AIM: Repeat the items with "innermost point" switched to "center point", leaving everything else unchanged.

STORED DATA:
>> START

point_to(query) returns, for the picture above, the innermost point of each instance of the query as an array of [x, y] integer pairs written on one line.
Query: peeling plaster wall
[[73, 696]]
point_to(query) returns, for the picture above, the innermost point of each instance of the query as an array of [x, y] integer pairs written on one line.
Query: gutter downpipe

>> END

TASK ANSWER:
point_to(query) returns, for the picture above, the center point of each instance of the query as an array of [x, y] integer pairs written on one line.
Query: peeling plaster wall
[[73, 696]]
point_to(query) returns, for the picture above, the center point of each instance of the query as an array of [x, y] integer pairs written on one line.
Query: gutter downpipe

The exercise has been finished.